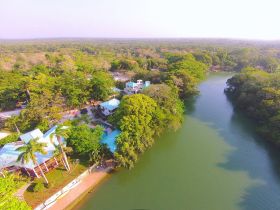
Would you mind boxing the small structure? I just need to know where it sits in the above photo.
[0,126,63,177]
[99,98,120,117]
[0,109,22,121]
[101,130,121,153]
[19,128,44,144]
[124,79,151,94]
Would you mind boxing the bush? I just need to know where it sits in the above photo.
[46,182,54,189]
[0,133,19,147]
[33,182,45,192]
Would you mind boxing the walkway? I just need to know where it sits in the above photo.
[49,168,112,210]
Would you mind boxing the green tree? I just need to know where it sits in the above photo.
[143,84,184,130]
[67,124,104,161]
[111,94,163,168]
[0,174,31,210]
[90,71,115,100]
[50,125,70,171]
[17,138,49,184]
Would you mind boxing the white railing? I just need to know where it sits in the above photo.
[34,163,97,210]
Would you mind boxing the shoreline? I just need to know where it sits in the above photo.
[48,167,113,210]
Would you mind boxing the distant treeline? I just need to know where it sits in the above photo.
[0,39,280,72]
[226,68,280,145]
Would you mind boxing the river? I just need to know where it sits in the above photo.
[76,73,280,210]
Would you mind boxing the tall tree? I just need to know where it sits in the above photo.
[17,138,49,184]
[50,125,70,171]
[90,71,115,100]
[112,94,163,168]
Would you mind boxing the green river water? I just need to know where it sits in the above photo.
[76,73,280,210]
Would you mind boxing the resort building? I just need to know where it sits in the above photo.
[124,79,151,94]
[101,130,121,153]
[0,126,63,177]
[98,98,120,117]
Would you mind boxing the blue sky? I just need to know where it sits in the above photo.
[0,0,280,40]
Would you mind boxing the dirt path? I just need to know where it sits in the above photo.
[49,168,112,210]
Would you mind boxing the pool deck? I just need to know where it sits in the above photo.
[48,167,112,210]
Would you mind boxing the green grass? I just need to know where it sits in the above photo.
[24,163,87,208]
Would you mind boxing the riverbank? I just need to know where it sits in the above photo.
[49,167,113,210]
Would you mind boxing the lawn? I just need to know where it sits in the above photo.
[24,163,87,208]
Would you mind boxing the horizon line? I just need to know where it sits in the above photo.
[0,36,280,42]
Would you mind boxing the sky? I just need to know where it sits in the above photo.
[0,0,280,40]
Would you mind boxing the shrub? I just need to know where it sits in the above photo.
[33,182,45,192]
[0,133,19,147]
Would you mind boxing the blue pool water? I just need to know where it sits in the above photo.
[101,130,121,153]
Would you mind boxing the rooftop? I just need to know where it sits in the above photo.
[101,130,121,153]
[0,126,61,169]
[100,98,120,111]
[19,128,44,144]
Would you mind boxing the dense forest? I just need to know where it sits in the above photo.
[0,39,280,168]
[226,67,280,145]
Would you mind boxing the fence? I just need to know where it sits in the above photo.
[34,163,97,210]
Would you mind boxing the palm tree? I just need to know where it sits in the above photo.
[17,138,49,184]
[50,125,70,171]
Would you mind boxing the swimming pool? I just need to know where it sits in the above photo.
[101,130,121,153]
***
TASK: Update the items above by replacing "boxing" with "outlining" everywhere it appears, keeping everything else unchanged. Leave the pictures out of your answer.

ANSWER TO THIS TASK:
Would you mind outlining the small structure? I just need to know where it sits in the above photo.
[0,126,63,177]
[99,98,120,117]
[0,109,22,121]
[101,130,121,153]
[19,128,44,144]
[124,79,151,94]
Would you mind outlining the bush? I just need to know where it sits in the above photo.
[46,182,54,189]
[0,133,19,147]
[33,182,45,192]
Would you mind outlining the walkway? I just need to know where it sits in the above photo.
[49,168,112,210]
Would you mind outlining the green tree? I just need to know where it sits in the above photo.
[143,84,184,130]
[67,124,104,161]
[111,94,163,168]
[0,174,31,210]
[90,71,115,100]
[50,125,70,171]
[17,138,49,184]
Would you mind outlining the white railing? I just need to know where it sits in the above photo.
[34,163,97,210]
Would you mind outlining the shoreline? I just need to know where it sits in the above photo.
[48,167,113,210]
Would you mind outlining the distant treeline? I just need to know where it sits in the above photo.
[0,39,280,72]
[226,68,280,145]
Would you mind outlining the river? I just need to know where it sits in the above photo.
[76,73,280,210]
Would you mind outlining the tall tree? I just need to know where it sits in the above photo.
[17,138,49,184]
[50,125,70,171]
[90,71,115,100]
[112,94,163,168]
Would you mind outlining the green river water? I just need to know where it sits in the above photo.
[76,73,280,210]
Would you mind outlining the resort building? I just need to know where it sits in the above photo.
[124,79,151,94]
[101,130,121,153]
[0,126,63,177]
[98,98,120,117]
Would you mind outlining the blue sky? I just need to know where it sits in the above photo.
[0,0,280,40]
Would you mind outlining the dirt path? I just need to know where it sits in the above photo.
[49,168,112,210]
Would you mind outlining the pool deck? I just need to know where it sits in the above photo.
[48,167,112,210]
Would you mind outlining the green grass? I just need to know where it sits in the above photo.
[24,163,87,208]
Would you mind outlining the riverbank? I just need to know where it sits in the above photo.
[49,167,113,210]
Would you mind outlining the lawn? I just need to know where it sits in the above photo.
[24,163,87,208]
Would you mind outlining the horizon line? I just need to know where it sits in the above photo.
[0,36,280,42]
Would you mind outlining the sky? I just need to know where it sits in the above photo.
[0,0,280,40]
Would you mind outlining the shrub? I just need to know where it sits in the above photo.
[33,182,45,192]
[0,133,19,147]
Would you mind outlining the blue pool water? I just need to know where it sits in the above photo.
[101,130,121,153]
Would you mind outlining the rooftop? I just need to know where it sits in the above photo.
[101,130,121,153]
[0,126,61,169]
[100,98,120,111]
[19,128,44,144]
Would you mind outlining the dense forest? I just need to know where it sits in the above photo.
[0,39,280,168]
[226,67,280,145]
Would you mind outlining the fence? I just need to know where it sits in the above photo.
[34,163,97,210]
Would you mind outlining the palm tree? I just need to know where it sits in the above photo.
[17,138,49,184]
[50,125,70,171]
Would you mind outlining the swimming pool? I just need to know where it sits in the above photo.
[101,130,121,153]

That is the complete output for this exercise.